(Data extracts)
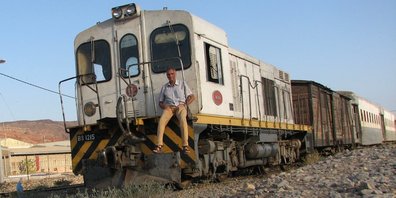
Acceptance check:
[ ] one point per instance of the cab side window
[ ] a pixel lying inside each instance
(214, 66)
(94, 58)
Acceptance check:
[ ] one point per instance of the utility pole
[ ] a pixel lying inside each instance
(1, 149)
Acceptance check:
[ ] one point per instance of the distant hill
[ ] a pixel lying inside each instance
(34, 132)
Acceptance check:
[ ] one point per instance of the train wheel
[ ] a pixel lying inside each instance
(183, 185)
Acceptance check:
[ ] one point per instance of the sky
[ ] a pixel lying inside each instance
(342, 44)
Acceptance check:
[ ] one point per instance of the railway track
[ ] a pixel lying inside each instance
(46, 192)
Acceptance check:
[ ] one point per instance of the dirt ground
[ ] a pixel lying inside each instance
(38, 182)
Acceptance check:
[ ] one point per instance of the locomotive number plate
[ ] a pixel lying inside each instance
(86, 137)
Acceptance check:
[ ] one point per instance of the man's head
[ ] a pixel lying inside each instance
(171, 75)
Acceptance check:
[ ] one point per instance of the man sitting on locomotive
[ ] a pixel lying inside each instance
(173, 101)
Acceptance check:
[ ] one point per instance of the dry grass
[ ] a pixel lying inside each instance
(149, 189)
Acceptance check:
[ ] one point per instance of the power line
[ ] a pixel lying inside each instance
(8, 107)
(33, 85)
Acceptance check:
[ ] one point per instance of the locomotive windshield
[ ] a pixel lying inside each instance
(129, 56)
(94, 58)
(170, 42)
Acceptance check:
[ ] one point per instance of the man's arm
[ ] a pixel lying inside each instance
(190, 99)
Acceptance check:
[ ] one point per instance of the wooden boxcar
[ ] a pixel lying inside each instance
(328, 112)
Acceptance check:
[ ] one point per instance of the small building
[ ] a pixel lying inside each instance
(25, 159)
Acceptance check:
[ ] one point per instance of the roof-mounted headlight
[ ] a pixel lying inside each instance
(125, 11)
(130, 10)
(116, 12)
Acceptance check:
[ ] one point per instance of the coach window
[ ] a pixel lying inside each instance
(213, 64)
(168, 44)
(269, 97)
(129, 56)
(94, 58)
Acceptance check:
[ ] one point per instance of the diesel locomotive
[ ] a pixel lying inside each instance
(242, 118)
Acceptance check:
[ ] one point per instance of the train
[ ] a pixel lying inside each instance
(247, 115)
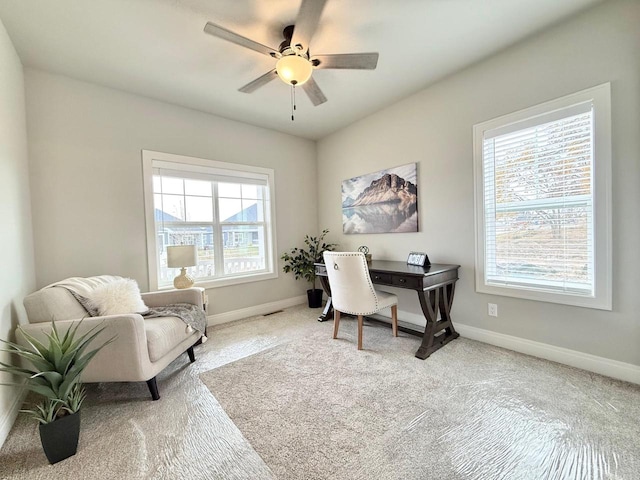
(End Data extracts)
** Task description **
Start with the line above that contains "[ ] one point per instance of the sky" and end with the line that contains "[ ] one point per instance of the locomotive number". Write out those lines exactly, and only those.

** The completed task **
[ ] one point per instance of the sky
[ ] a pixel lying inside each instance
(342, 44)
Acceptance check:
[ ] one point per instance of the railway track
[ ] a pixel lying inside each instance
(46, 192)
Acceptance check:
[ ] one point per instance of the dirt ground
[ ] a pixel lying inside each instance
(38, 182)
Acceptance check:
[ ] one point per instance of the locomotive number plate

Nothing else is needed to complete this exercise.